───── Material to process ─────

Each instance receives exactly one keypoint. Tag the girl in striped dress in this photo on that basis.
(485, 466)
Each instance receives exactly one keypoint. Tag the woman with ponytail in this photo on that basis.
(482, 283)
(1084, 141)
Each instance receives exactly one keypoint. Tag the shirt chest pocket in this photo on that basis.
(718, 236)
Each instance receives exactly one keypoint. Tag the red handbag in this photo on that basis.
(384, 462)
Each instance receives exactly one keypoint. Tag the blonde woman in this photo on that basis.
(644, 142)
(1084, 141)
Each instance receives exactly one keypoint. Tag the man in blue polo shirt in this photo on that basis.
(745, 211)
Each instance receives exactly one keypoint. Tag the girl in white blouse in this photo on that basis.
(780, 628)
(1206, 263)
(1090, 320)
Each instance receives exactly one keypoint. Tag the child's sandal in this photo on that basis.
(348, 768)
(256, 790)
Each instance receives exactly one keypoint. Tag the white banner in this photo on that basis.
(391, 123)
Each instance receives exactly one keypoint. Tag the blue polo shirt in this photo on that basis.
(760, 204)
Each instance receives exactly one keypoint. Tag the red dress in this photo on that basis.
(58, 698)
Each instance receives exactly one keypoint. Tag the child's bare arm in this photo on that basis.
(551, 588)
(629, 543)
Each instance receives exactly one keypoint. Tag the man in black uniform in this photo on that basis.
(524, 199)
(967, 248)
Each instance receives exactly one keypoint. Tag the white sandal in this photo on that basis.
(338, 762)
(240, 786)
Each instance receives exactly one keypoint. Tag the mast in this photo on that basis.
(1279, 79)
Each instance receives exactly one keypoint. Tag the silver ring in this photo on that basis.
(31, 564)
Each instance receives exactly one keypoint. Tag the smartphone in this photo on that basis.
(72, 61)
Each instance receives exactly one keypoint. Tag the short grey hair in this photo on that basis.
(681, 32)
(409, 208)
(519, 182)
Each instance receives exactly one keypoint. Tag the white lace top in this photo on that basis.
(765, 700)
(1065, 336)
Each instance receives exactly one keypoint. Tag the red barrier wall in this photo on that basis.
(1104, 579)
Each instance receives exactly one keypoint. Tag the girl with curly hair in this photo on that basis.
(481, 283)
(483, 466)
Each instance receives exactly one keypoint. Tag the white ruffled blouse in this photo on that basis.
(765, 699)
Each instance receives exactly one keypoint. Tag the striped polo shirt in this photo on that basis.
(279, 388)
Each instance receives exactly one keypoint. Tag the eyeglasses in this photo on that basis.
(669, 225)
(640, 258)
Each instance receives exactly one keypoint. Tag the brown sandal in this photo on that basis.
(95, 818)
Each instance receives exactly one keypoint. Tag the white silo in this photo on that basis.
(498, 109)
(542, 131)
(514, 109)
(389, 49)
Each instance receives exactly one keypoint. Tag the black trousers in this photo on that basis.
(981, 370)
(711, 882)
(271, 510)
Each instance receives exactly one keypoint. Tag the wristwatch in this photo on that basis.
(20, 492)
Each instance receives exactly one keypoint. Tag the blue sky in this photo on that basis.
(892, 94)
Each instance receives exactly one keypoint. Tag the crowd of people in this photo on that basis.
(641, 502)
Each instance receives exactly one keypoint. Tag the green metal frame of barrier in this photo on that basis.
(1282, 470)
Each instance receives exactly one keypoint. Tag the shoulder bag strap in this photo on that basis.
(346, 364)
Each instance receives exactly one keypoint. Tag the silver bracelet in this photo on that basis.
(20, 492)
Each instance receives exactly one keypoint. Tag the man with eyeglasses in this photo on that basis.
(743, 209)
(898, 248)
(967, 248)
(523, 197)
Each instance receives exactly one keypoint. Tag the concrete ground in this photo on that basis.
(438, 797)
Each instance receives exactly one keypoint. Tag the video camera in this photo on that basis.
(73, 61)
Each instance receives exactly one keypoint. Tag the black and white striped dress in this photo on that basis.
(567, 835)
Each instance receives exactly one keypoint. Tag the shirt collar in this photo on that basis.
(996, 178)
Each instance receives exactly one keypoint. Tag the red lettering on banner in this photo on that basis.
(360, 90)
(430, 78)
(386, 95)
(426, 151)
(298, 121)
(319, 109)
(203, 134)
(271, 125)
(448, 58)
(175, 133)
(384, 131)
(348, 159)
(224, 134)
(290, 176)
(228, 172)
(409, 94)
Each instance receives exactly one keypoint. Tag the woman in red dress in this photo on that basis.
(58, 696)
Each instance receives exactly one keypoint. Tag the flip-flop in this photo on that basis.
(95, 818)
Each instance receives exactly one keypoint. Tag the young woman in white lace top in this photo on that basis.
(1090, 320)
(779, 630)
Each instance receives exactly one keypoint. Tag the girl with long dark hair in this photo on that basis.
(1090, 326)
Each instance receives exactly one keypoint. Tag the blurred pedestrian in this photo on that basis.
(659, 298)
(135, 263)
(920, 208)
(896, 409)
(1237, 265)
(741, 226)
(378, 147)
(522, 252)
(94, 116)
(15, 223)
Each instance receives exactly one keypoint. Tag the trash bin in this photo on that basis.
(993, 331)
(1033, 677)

─────

_Task details_. Word for word, transcribe the data shown above.

_Written answer_.
Each instance receives exactly one keypoint. Tag the girl in striped dress in this photo on that basis.
(485, 466)
Each instance receives exactly one keypoint. Tag the woman with ponytail in this photo on that basis.
(482, 283)
(1084, 141)
Each instance receives exactly one keypoint. Tag the shirt chest pocket in this photo on that basis.
(718, 236)
Each instance receives exactly one keypoint. Tag the red handbag in this photo on that basis.
(384, 462)
Each instance receives exactly one keypoint. Tag the blonde woman in this photo on that basis.
(644, 142)
(1084, 141)
Each instance receives exactly one keypoint. Tag the man in blue polo shirt in this photo on that basis.
(745, 211)
Each instance receives exactly one keypoint. Tag the girl in white blouse in this photo on that basis.
(780, 628)
(1206, 263)
(1090, 320)
Each instance receives exactly one keypoint. Tag the child's sandal in this photo on that basis.
(348, 768)
(256, 790)
Each instance receives exactly one keypoint. Tag the white banner in this photo on that basis.
(391, 123)
Each instance receives exactly one keypoint. Tag the blue polo shirt in this photo on that basis.
(760, 204)
Each instance receives exactly one keypoint. Tag the red dress in this photo on that basis.
(58, 698)
Each instance receives exactly one keypoint. Tag the child's bare arm in this photo on that basis.
(551, 588)
(629, 543)
Each instance receives exactly one keypoint. Tag the man in black uniform in this photo on that basis.
(524, 199)
(967, 248)
Each instance receives exactly one keypoint. Tag the white sandal in this photo on that basis.
(338, 762)
(240, 786)
Each instance receives exactly one keypoint. Tag the mast in this photo on that basis.
(1279, 79)
Each instance receives exactly one keypoint. Tag the silver ring in this photo on that basis.
(31, 564)
Each instance receives exactly one keypoint. Tag the smartphone in this photo on that basis.
(72, 61)
Each instance receives exactly one keypoint. Tag the short grey hair in this photo on that basis.
(681, 32)
(409, 208)
(519, 182)
Each instance receives exactly one keypoint. Tag the white lace top in this photo on that basis.
(765, 700)
(1065, 336)
Each instance receives exactly one keypoint. Tag the red barrier wall in this photo on that basis.
(1104, 579)
Each instance receives exactly one keypoint. Tag the girl with curly hair in this photo on that basis.
(481, 283)
(483, 466)
Each instance receives exactly one keypoint. Tag the white ruffled blouse in this photo on that basis.
(765, 699)
Each instance receives exactly one keypoint. Tag the striped polo shirt in this photo on that basis.
(279, 388)
Each instance receives exactly one keypoint. Tag the eyeglasses in this photo on that basis.
(669, 225)
(640, 258)
Each instance receives exactly one keypoint. Tag the brown sandal in this photo on that basis.
(95, 818)
Each instance receives exactly one keypoint. Tag the white silo in this photo on that basis.
(498, 109)
(542, 131)
(514, 109)
(389, 49)
Each instance receives exactly one keypoint. Tag the black trousers in this photo on that basis.
(981, 370)
(711, 882)
(271, 510)
Each instance receives exactly one keypoint. Tag the wristwatch in this photo on that basis.
(20, 492)
Each instance receives exactly one keypoint. Tag the blue sky in this photo on that basis.
(892, 94)
Each instance receives exactly one keypoint. Tag the crowd of people in this photo on that basis.
(641, 502)
Each instance receives exactly one keypoint. Tag the green metal frame of barrier in this photo on that basis.
(1282, 470)
Each instance receives exactly one keypoint. Tag the shoulder bag strap in this photo on that basis.
(346, 364)
Each instance receives exactly one keypoint. Tag the silver bracelet in this photo on that basis.
(20, 492)
Each instance receives exactly one keypoint. Tag the man with eyeglasses in this photo on that basis.
(743, 209)
(898, 248)
(967, 248)
(523, 197)
Each instance receives exactly one keypoint. Tag the concrete ground in this photo on that basis.
(438, 797)
Each instance receives exactly one keypoint. Tag the video camera in this photo on that basis.
(73, 61)
Each instance receives exactly one keypoint. Tag the black and white striped dress in this photo on that basis.
(567, 835)
Each instance receives exactly one keypoint. Tag the shirt collar in this photo on that basis.
(996, 178)
Each instance receives exactly one keypoint. Tag the red lettering on banner in this photo on that basis.
(360, 90)
(430, 78)
(386, 95)
(426, 151)
(298, 121)
(319, 109)
(203, 134)
(271, 125)
(448, 58)
(175, 133)
(384, 131)
(348, 159)
(224, 134)
(290, 176)
(228, 172)
(409, 94)
Each instance receives exactly one keypoint. Tag the woman in red dress in this photo on that basis.
(58, 696)
Each instance receives exactly one keypoint. Tag the flip-flop in this photo on that basis.
(95, 818)
Each instance receives exactly one keypoint. Tag the young woman in white lace top in this photo on that basis.
(1090, 320)
(779, 630)
Each instance receives exactly one keypoint. Tag the girl with long dark hair in this photo on that basis.
(1090, 326)
Each instance receives exactly one keypoint. Tag the blurred pedestrian in this photo on that basis.
(659, 298)
(135, 263)
(920, 208)
(896, 409)
(1237, 265)
(741, 226)
(378, 147)
(522, 252)
(94, 116)
(15, 223)
Each instance receives exactly one keypoint. Tag the trash bin in this photo on that basis.
(993, 331)
(1033, 677)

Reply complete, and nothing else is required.